TASK A
Duplicate the part of the UPS alert thread that begins at the words "After trying the" and stops after "last_over_time((upsAdvTestDiagnosticsResults == 4)[1m:])".

TEXT TO READ
-------

Is there a way to create an alert for "If upsBasicOutputStatus != 2 AND (upsBasicOutputStatus != 4 over the last 1 minute)" within promenteus alerts
I have a Promentheus instance scraping SNMP data from a range of UPS's, as part of this i have also setup alerting in promentheus to alert the moment a UPS State changes to "On Battery", we want this to alert to moment it happens rather then wait for another scrape to occure
upsBasicOutputStatus != 2
Sadly this has the side effect of alerting when a self test takes place every two weeks. Adding the exclusion to the expresion was simple
upsBasicOutputStatus != 2 and upsAdvTestDiagnosticsResults != 4
This works some of the time, sadly it seems that the On Battery status last longer then the "Test in Progress" status so an alert is fired when the test ends but the UPS is still on battery
I would rather not extent the for: as that would delay an actual alert going out and although we have PCNS system inplace to shutdown racks, in my experiance having someone on hand for the critical systems is needed for just in case it fails, which has happened
Full alert rule
- alert: UPSState
expr: upsBasicOutputStatus != 2 and upsAdvTestDiagnosticsResults != 4 #Notonline and not in self test
labels:
severity: "critical"
annotations:
summery: "UPS {{ $labels.instance }} is no longer online"
description: "UPS has entered the state {{ $value }}"
dashboard: "d/FBsdas/?orgId=1&refresh=10s&var-datasource={{ $labels.source }}&var-ups={{ $labels.instance }}"
After trying the suggested rule form @markalex the unless_over_time seems the shift the data points later but ~5 seconds which then triggers the alert
You can modify you expression in two steps:
and metric != 4
with unless metric == 4
,last_over_time
Additionally, since selector inside of last_over_time
is not simple vector selector you need to use subquery syntax.
upsBasicOutputStatus != 2 unless last_over_time((upsAdvTestDiagnosticsResults == 4)[1m:])

-------

[Stored dataset items]
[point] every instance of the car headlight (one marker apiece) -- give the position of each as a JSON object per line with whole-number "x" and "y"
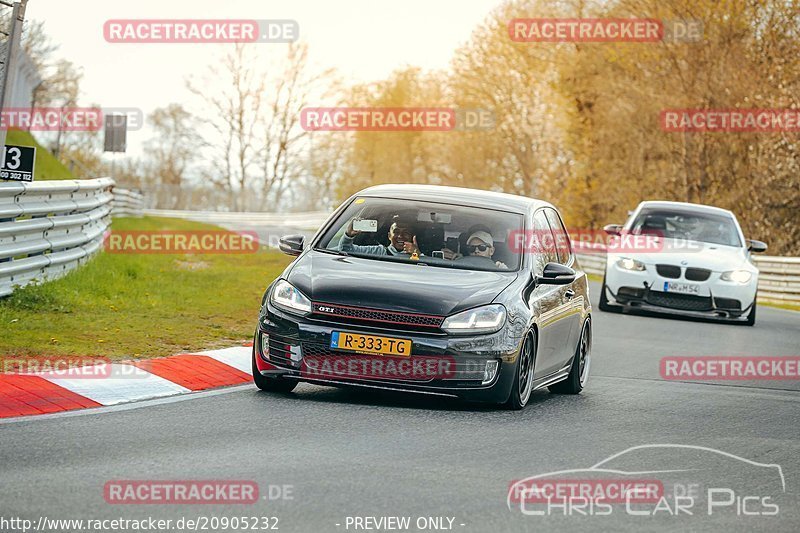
{"x": 631, "y": 264}
{"x": 285, "y": 296}
{"x": 739, "y": 276}
{"x": 486, "y": 319}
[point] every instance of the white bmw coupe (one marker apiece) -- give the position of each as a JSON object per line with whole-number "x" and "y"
{"x": 681, "y": 258}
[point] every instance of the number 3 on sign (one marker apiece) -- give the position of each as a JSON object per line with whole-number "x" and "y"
{"x": 14, "y": 154}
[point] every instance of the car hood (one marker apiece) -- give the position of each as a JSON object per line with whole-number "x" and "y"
{"x": 715, "y": 257}
{"x": 402, "y": 287}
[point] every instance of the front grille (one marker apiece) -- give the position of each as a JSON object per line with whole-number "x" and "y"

-------

TASK B
Please write out the records again, beginning at the line that has "[point] every instance of the car hood" and stopping after the last line of the records, with "front grille" replaced by "radiator grille" and everything else left unchanged.

WORKED SOLUTION A
After trying the suggested rule form @markalex the unless_over_time seems the shift the data points later but ~5 seconds which then triggers the alert
You can modify you expression in two steps:
and metric != 4
with unless metric == 4
,last_over_time
Additionally, since selector inside of last_over_time
is not simple vector selector you need to use subquery syntax.
upsBasicOutputStatus != 2 unless last_over_time((upsAdvTestDiagnosticsResults == 4)[1m:])

WORKED SOLUTION B
[point] every instance of the car hood (one marker apiece) -- give the position of each as a JSON object per line with whole-number "x" and "y"
{"x": 715, "y": 257}
{"x": 402, "y": 287}
[point] every instance of the radiator grille (one marker apiece) -- give the position of each as a JSON object per line with whole-number "x" and "y"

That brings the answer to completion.